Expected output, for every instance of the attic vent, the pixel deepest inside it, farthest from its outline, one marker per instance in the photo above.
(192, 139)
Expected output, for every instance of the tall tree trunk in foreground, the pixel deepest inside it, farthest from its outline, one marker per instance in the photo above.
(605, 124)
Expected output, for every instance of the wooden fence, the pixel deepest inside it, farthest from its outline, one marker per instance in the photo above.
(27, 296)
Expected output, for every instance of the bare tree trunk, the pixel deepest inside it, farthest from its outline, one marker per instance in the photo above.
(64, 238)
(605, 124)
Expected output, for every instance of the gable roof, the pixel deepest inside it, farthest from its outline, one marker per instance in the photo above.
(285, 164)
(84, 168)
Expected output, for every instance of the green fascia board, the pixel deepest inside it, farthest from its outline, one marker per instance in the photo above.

────────────────────

*TASK DESCRIPTION:* Output the records verbatim, from the first line to the last.

*EXERCISE OUTPUT:*
Expected output, for every instance of the attic vent, the pixel deepest inside it, farthest from its outline, one marker per instance in the photo above.
(192, 139)
Expected output, for every instance of the tall tree trunk in foreground, the pixel deepest inside it, farthest from its outline, one marker per instance in the photo above.
(605, 124)
Expected output, for every instance of the wooden fence, the pixel deepest inside it, farthest from its outline, one marker per instance in the photo above.
(27, 296)
Expected output, for every instance of the bare tree trunk, the pixel deepest inside it, farthest from its outline, one marker per instance in the photo above.
(64, 238)
(605, 124)
Expected output, for every instance of the gable roof, the pixel deepest inside it, farthest from its outline, one marker per instance in the photo above.
(285, 164)
(84, 168)
Expected output, for every instance of the green fascia board, the pixel deepest inside it, farthest from its outline, one marker per instance in the photo above.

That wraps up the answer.